__YOUR INSTRUCTIONS__:
For any picture in the lines below, please leave it out and copy the rest exactly.

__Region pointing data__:
"""

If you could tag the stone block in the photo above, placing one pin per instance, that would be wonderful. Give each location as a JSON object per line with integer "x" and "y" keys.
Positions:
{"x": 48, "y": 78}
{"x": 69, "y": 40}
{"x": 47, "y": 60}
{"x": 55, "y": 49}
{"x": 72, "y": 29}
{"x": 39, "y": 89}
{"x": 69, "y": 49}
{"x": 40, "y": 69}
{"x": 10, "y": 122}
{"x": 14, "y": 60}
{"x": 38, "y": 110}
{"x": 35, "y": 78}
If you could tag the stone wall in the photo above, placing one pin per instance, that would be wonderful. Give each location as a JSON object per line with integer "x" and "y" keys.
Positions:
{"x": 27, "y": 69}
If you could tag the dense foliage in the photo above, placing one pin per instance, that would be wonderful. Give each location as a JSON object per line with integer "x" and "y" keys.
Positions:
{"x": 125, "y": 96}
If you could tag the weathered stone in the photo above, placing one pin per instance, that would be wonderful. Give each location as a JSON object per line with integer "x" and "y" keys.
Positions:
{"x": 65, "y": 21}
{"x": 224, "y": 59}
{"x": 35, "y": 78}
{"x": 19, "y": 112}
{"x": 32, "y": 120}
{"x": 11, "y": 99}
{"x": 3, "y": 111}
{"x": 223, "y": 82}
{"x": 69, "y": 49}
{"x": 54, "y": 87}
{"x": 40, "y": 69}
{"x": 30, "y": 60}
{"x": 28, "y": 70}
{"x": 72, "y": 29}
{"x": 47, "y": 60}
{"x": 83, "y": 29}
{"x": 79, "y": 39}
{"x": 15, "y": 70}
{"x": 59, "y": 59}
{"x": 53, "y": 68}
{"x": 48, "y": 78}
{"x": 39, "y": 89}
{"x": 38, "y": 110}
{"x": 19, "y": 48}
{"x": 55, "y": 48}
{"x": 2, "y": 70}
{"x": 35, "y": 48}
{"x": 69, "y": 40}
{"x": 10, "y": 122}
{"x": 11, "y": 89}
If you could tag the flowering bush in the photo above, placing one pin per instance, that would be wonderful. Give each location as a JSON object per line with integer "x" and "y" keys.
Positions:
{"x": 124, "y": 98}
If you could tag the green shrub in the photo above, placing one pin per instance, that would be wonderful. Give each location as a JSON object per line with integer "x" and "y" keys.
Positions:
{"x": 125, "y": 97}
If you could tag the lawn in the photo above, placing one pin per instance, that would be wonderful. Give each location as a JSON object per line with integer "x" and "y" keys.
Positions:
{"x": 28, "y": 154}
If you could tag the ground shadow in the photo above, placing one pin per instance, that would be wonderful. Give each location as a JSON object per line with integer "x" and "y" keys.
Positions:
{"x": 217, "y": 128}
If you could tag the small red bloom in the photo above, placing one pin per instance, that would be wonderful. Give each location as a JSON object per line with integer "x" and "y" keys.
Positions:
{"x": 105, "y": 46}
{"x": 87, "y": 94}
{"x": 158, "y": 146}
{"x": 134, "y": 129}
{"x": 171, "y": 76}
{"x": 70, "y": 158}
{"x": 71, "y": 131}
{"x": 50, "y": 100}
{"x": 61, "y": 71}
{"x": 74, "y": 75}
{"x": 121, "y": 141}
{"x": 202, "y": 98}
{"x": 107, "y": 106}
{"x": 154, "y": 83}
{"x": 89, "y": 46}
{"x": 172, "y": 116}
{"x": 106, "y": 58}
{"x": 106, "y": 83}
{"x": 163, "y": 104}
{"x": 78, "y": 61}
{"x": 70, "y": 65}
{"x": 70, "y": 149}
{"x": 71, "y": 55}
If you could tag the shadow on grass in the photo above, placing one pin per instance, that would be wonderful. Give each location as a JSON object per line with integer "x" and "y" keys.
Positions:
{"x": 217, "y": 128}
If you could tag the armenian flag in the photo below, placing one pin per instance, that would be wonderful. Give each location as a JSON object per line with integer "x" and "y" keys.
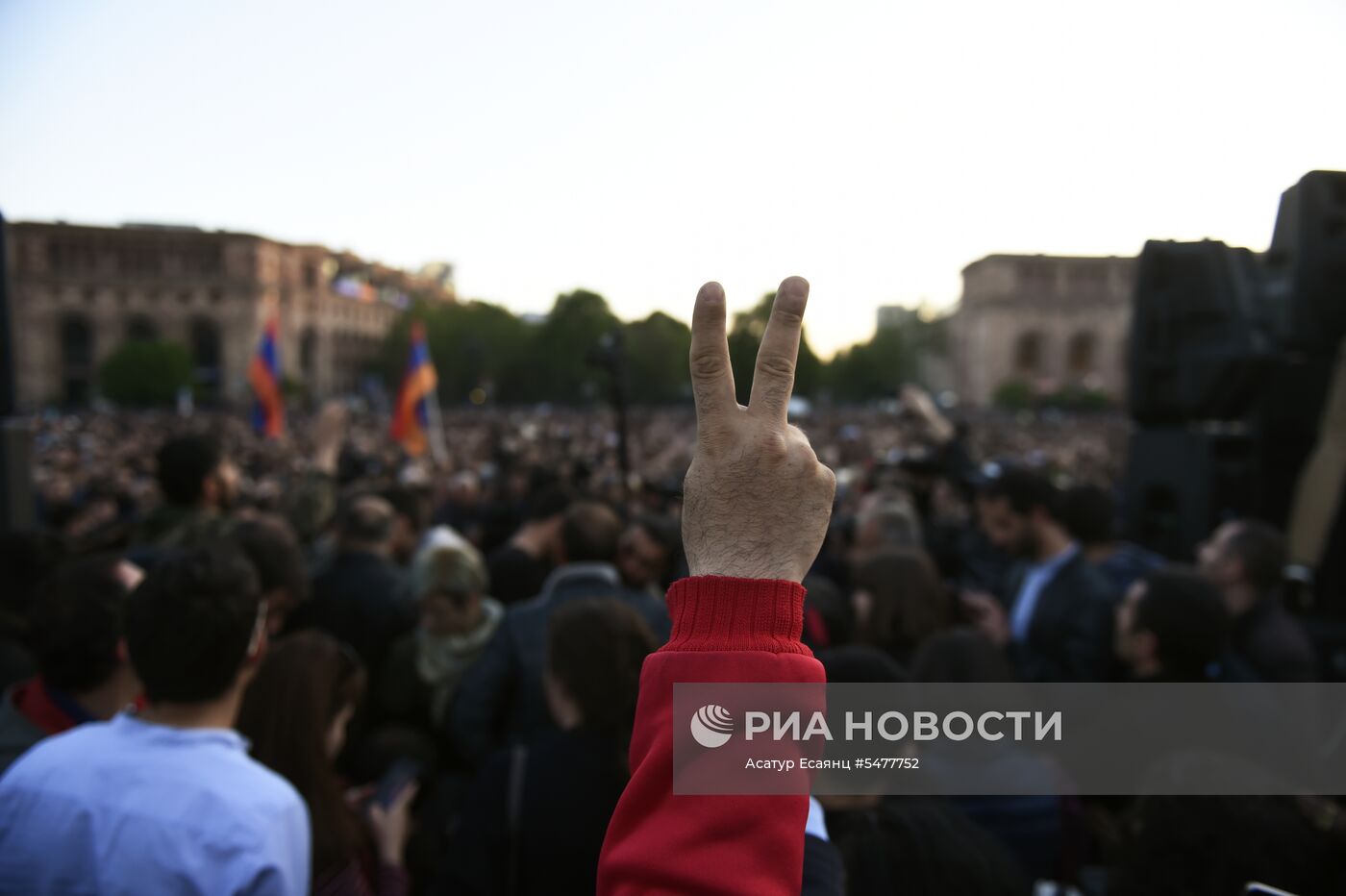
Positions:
{"x": 264, "y": 376}
{"x": 414, "y": 413}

"""

__SOLUTION FOR THIS PROBLEM__:
If you could tag the stone block in the photo above, placing one pin per instance, that would be wonderful. Give each location as a JSON object per line with integer "x" and "y" keys.
Positions:
{"x": 48, "y": 78}
{"x": 69, "y": 40}
{"x": 47, "y": 60}
{"x": 55, "y": 49}
{"x": 72, "y": 29}
{"x": 39, "y": 89}
{"x": 69, "y": 49}
{"x": 40, "y": 69}
{"x": 10, "y": 122}
{"x": 14, "y": 60}
{"x": 38, "y": 110}
{"x": 35, "y": 78}
If you could tag the stone wall in the photo above, placing one pin per instance, that would be wonderful. Give each location as a JSON object per line with integer "x" and "y" keys.
Positions:
{"x": 27, "y": 69}
If you could tag the dense foliage in the photo above, placing one pin per instance, that would be wonderful. Give each location as a JSON object per line with integer "x" and "y" keys.
Positions:
{"x": 125, "y": 96}
If you could tag the weathered stone in the photo above, placing one pin per instance, that would be wonderful. Give each location as a JSON object per line with integer "x" and "y" keys.
Positions:
{"x": 65, "y": 21}
{"x": 224, "y": 59}
{"x": 35, "y": 78}
{"x": 19, "y": 112}
{"x": 32, "y": 120}
{"x": 11, "y": 99}
{"x": 3, "y": 111}
{"x": 223, "y": 82}
{"x": 69, "y": 49}
{"x": 54, "y": 87}
{"x": 40, "y": 69}
{"x": 30, "y": 60}
{"x": 28, "y": 70}
{"x": 72, "y": 29}
{"x": 47, "y": 60}
{"x": 83, "y": 29}
{"x": 79, "y": 39}
{"x": 15, "y": 70}
{"x": 59, "y": 59}
{"x": 53, "y": 68}
{"x": 48, "y": 78}
{"x": 39, "y": 89}
{"x": 38, "y": 110}
{"x": 19, "y": 48}
{"x": 55, "y": 48}
{"x": 2, "y": 70}
{"x": 35, "y": 48}
{"x": 69, "y": 40}
{"x": 10, "y": 122}
{"x": 11, "y": 89}
If you could tag the flowering bush in the photo above, placing one pin per instance, that would be wonderful. Give each location as a JSON object per line with integer "x" and "y" keys.
Positions:
{"x": 124, "y": 98}
If you could tag the green shrub in the photo above, placing one pin per instance, that would be wonderful. Give each location as a JSON object per line with integer "x" and "y" keys.
Positions:
{"x": 125, "y": 97}
If you could tag the lawn in the photo above, placing one pin per instance, that would be wonderful. Give each location as a JSON object per line with integer "x" and "y" keys.
Positions:
{"x": 28, "y": 154}
If you could tag the ground shadow in the photo above, placing one pin per instance, that would be wonderful. Give each location as a JSON object per line with integer "x" and "y" keys.
Positions:
{"x": 217, "y": 128}
If you could tag the small red bloom in the photo above, placing one pin per instance, that would be wonderful. Give each location as a JSON object per line with integer "x" and "y" keys.
Positions:
{"x": 105, "y": 46}
{"x": 87, "y": 94}
{"x": 158, "y": 146}
{"x": 134, "y": 129}
{"x": 171, "y": 76}
{"x": 70, "y": 158}
{"x": 71, "y": 131}
{"x": 50, "y": 100}
{"x": 61, "y": 71}
{"x": 74, "y": 75}
{"x": 121, "y": 141}
{"x": 202, "y": 98}
{"x": 107, "y": 106}
{"x": 154, "y": 83}
{"x": 89, "y": 46}
{"x": 172, "y": 116}
{"x": 106, "y": 58}
{"x": 106, "y": 83}
{"x": 163, "y": 104}
{"x": 78, "y": 61}
{"x": 70, "y": 65}
{"x": 70, "y": 149}
{"x": 71, "y": 55}
If you could tag the shadow on grass in the photo above, placing one pin per instance, that would be wonderful. Give each location as a JSON object per line with integer "x" and "y" keys.
Positions:
{"x": 217, "y": 128}
If you could tag the armenian flag in the photo below, placing one pin per instance, that would be wonderful. Give each location as a JSON object per line with integer "x" and "y" keys.
Positions:
{"x": 264, "y": 376}
{"x": 414, "y": 413}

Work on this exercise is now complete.